#### Task prompt:
Starting at the line that contains "Target: grey hat", restate every line word for word through the end of the entries.

========================================================================

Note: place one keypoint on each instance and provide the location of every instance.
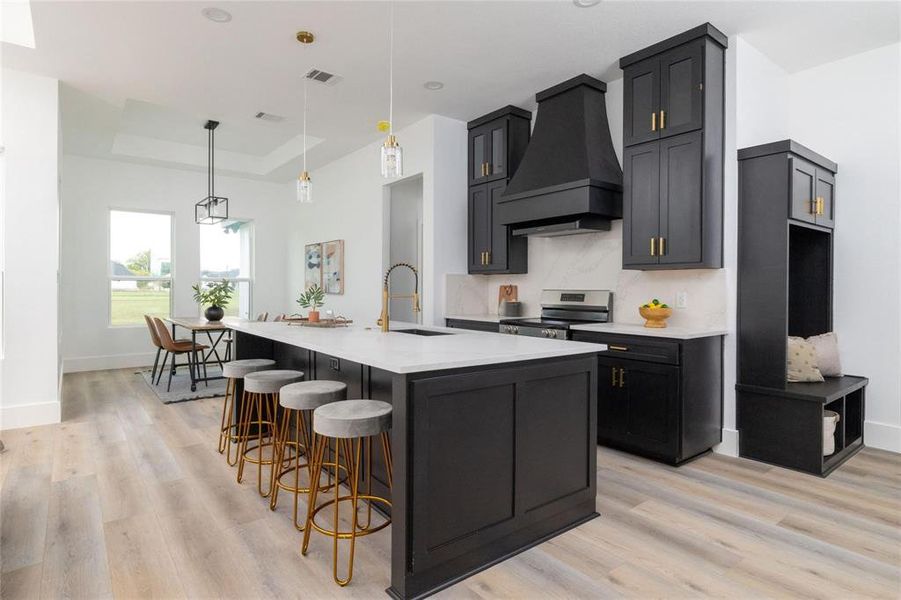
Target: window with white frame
(226, 252)
(140, 266)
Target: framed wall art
(312, 265)
(333, 267)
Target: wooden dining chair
(174, 349)
(155, 340)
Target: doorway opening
(403, 235)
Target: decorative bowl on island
(655, 313)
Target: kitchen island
(493, 436)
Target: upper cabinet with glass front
(494, 144)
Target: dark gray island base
(488, 460)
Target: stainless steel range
(561, 309)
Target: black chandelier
(212, 209)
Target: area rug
(180, 391)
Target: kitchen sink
(423, 332)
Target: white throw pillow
(801, 361)
(826, 347)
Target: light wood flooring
(128, 498)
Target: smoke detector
(264, 116)
(323, 77)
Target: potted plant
(312, 299)
(215, 296)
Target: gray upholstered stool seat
(310, 395)
(238, 369)
(270, 382)
(352, 418)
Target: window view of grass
(128, 307)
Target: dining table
(216, 332)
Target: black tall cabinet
(497, 142)
(785, 256)
(673, 110)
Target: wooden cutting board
(507, 292)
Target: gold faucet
(386, 295)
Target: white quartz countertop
(679, 333)
(407, 353)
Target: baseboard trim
(29, 415)
(884, 436)
(729, 445)
(112, 361)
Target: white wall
(848, 111)
(29, 369)
(91, 187)
(349, 203)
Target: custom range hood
(569, 180)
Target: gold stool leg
(319, 442)
(224, 433)
(247, 400)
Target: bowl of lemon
(655, 313)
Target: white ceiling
(142, 77)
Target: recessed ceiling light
(216, 15)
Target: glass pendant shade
(304, 188)
(392, 158)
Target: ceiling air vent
(323, 77)
(270, 117)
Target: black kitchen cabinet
(497, 142)
(664, 219)
(492, 326)
(673, 153)
(786, 201)
(659, 397)
(663, 95)
(491, 248)
(812, 192)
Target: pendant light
(212, 209)
(304, 185)
(392, 153)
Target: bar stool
(299, 400)
(228, 428)
(261, 397)
(349, 423)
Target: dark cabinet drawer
(491, 326)
(633, 348)
(332, 368)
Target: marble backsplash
(594, 261)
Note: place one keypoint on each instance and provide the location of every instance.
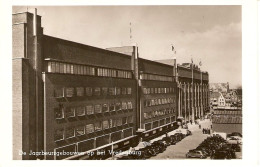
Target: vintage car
(196, 154)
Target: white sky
(210, 33)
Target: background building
(67, 98)
(227, 121)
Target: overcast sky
(210, 33)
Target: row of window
(68, 68)
(159, 101)
(158, 123)
(70, 112)
(70, 132)
(157, 90)
(153, 114)
(156, 77)
(89, 91)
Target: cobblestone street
(179, 150)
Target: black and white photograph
(135, 83)
(127, 82)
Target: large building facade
(70, 97)
(193, 92)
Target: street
(179, 150)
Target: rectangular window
(88, 91)
(70, 112)
(81, 70)
(112, 107)
(89, 128)
(124, 106)
(130, 119)
(148, 90)
(129, 91)
(51, 67)
(72, 69)
(112, 91)
(98, 126)
(61, 67)
(118, 106)
(59, 112)
(80, 111)
(98, 108)
(69, 92)
(123, 91)
(80, 130)
(129, 105)
(104, 91)
(70, 132)
(152, 90)
(105, 124)
(124, 120)
(75, 69)
(59, 134)
(97, 91)
(90, 109)
(84, 70)
(119, 122)
(80, 91)
(57, 67)
(68, 68)
(145, 91)
(59, 92)
(105, 108)
(110, 123)
(118, 91)
(114, 122)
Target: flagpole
(192, 106)
(201, 105)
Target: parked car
(233, 140)
(168, 140)
(235, 147)
(189, 132)
(223, 154)
(207, 150)
(174, 140)
(161, 145)
(196, 154)
(236, 134)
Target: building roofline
(87, 46)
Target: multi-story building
(70, 97)
(193, 92)
(227, 121)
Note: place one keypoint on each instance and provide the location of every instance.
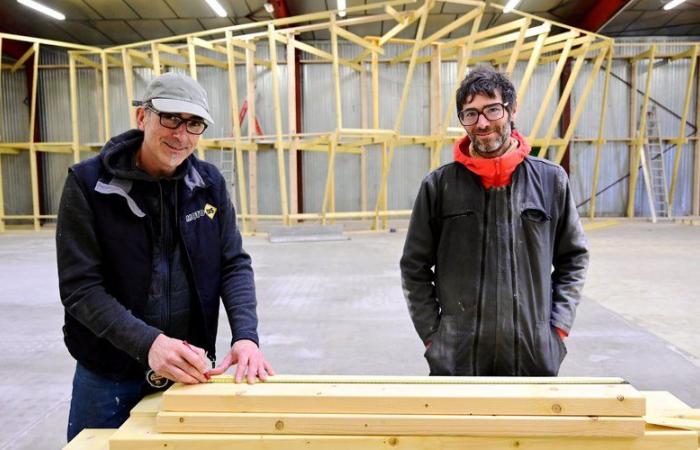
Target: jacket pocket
(450, 345)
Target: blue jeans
(99, 402)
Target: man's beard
(491, 147)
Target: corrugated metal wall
(15, 128)
(410, 163)
(614, 167)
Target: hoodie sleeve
(418, 261)
(570, 259)
(80, 281)
(237, 279)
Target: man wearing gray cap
(146, 244)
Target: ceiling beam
(600, 14)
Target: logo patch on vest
(210, 210)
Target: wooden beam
(561, 400)
(394, 424)
(33, 166)
(105, 95)
(28, 54)
(73, 94)
(447, 29)
(129, 80)
(292, 125)
(517, 47)
(155, 54)
(345, 34)
(281, 171)
(252, 156)
(233, 102)
(2, 138)
(695, 206)
(681, 131)
(531, 65)
(601, 134)
(641, 135)
(581, 103)
(551, 87)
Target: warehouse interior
(328, 118)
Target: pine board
(491, 399)
(139, 433)
(405, 425)
(91, 439)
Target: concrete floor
(337, 308)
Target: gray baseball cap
(176, 93)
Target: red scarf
(494, 172)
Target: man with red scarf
(495, 256)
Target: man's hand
(178, 361)
(251, 362)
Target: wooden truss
(532, 40)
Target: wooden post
(681, 133)
(292, 125)
(364, 113)
(2, 138)
(531, 65)
(553, 83)
(33, 166)
(696, 168)
(129, 79)
(435, 103)
(635, 157)
(233, 99)
(75, 133)
(155, 56)
(512, 61)
(253, 154)
(278, 123)
(581, 102)
(383, 186)
(105, 95)
(192, 62)
(601, 139)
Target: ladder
(228, 170)
(653, 168)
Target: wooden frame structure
(525, 38)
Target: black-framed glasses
(173, 121)
(470, 116)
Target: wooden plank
(148, 406)
(139, 432)
(281, 171)
(73, 93)
(478, 399)
(105, 95)
(405, 425)
(24, 58)
(91, 439)
(33, 166)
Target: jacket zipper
(484, 246)
(516, 341)
(166, 259)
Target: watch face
(155, 380)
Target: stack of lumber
(339, 413)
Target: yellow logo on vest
(209, 210)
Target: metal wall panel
(15, 128)
(614, 169)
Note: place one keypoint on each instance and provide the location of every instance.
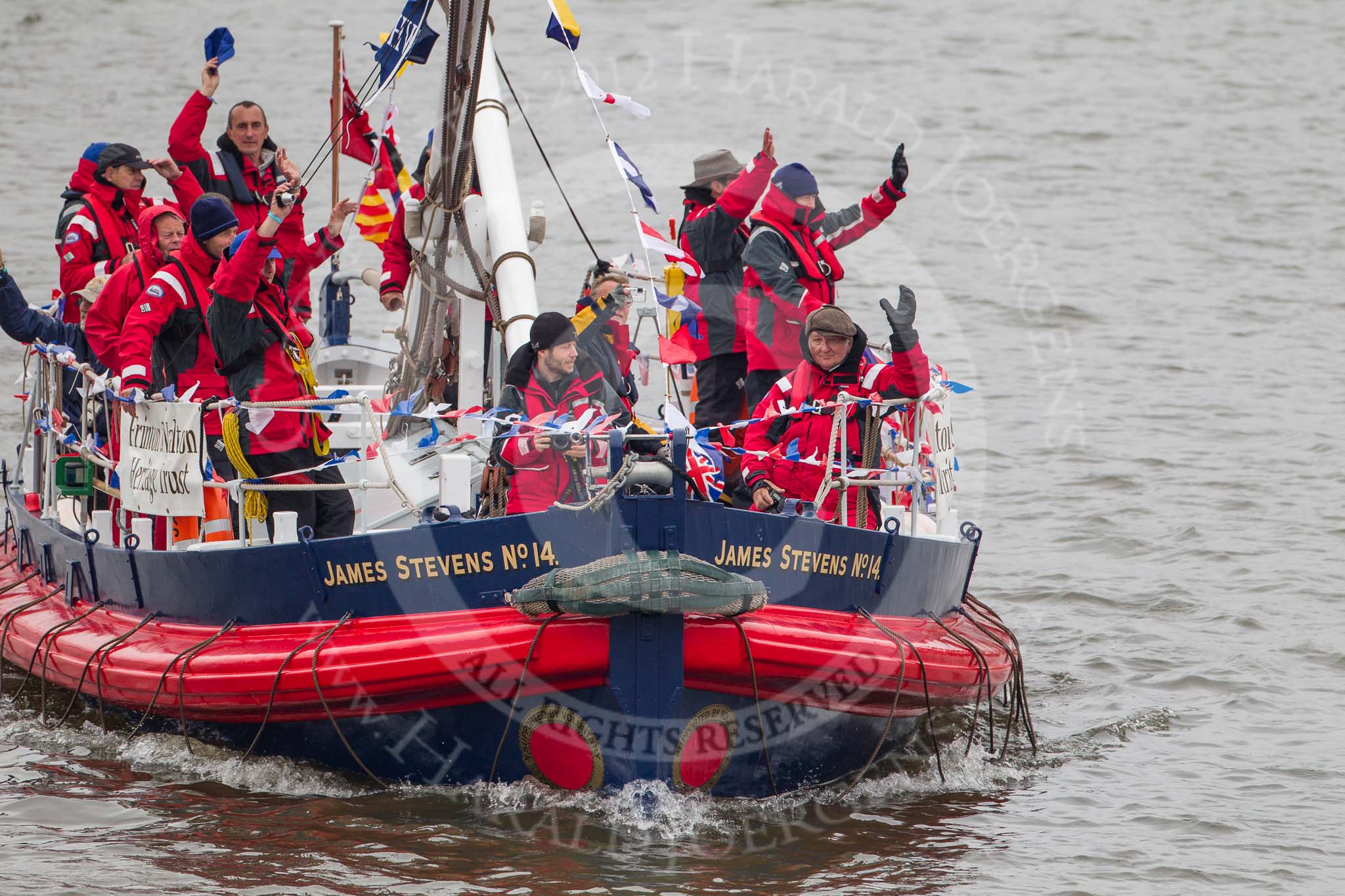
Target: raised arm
(844, 227)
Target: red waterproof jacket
(397, 250)
(164, 339)
(790, 269)
(716, 234)
(104, 230)
(256, 333)
(906, 377)
(102, 326)
(231, 174)
(542, 476)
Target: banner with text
(160, 459)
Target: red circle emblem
(705, 747)
(560, 748)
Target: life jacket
(118, 232)
(233, 183)
(772, 335)
(808, 385)
(286, 375)
(539, 485)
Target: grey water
(1125, 228)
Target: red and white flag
(612, 98)
(654, 242)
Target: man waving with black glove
(833, 363)
(790, 265)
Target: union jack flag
(705, 467)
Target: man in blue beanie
(164, 340)
(790, 268)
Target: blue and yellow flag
(563, 26)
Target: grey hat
(713, 165)
(829, 319)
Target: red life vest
(772, 337)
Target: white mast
(508, 230)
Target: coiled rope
(887, 727)
(255, 503)
(275, 685)
(11, 614)
(982, 676)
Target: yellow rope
(255, 503)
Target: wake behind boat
(638, 629)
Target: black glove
(900, 169)
(902, 317)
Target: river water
(1125, 232)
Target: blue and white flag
(682, 305)
(563, 26)
(409, 41)
(632, 174)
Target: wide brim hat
(713, 165)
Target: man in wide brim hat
(718, 200)
(718, 165)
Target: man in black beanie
(549, 377)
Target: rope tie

========================================================================

#### Response area:
Target: grey hat
(713, 165)
(829, 319)
Target: red life vest
(772, 337)
Target: white mast
(508, 230)
Target: coiled rope
(887, 727)
(255, 503)
(275, 685)
(11, 614)
(982, 676)
Target: yellow rope
(255, 503)
Target: wake behind boat
(638, 629)
Target: black glove
(900, 169)
(902, 317)
Target: river water
(1125, 232)
Target: blue and white flag
(682, 305)
(563, 26)
(409, 41)
(632, 174)
Target: wide brim hat
(713, 165)
Target: man in wide brim hat
(718, 200)
(718, 165)
Target: man in black beanie
(549, 377)
Target: rope tie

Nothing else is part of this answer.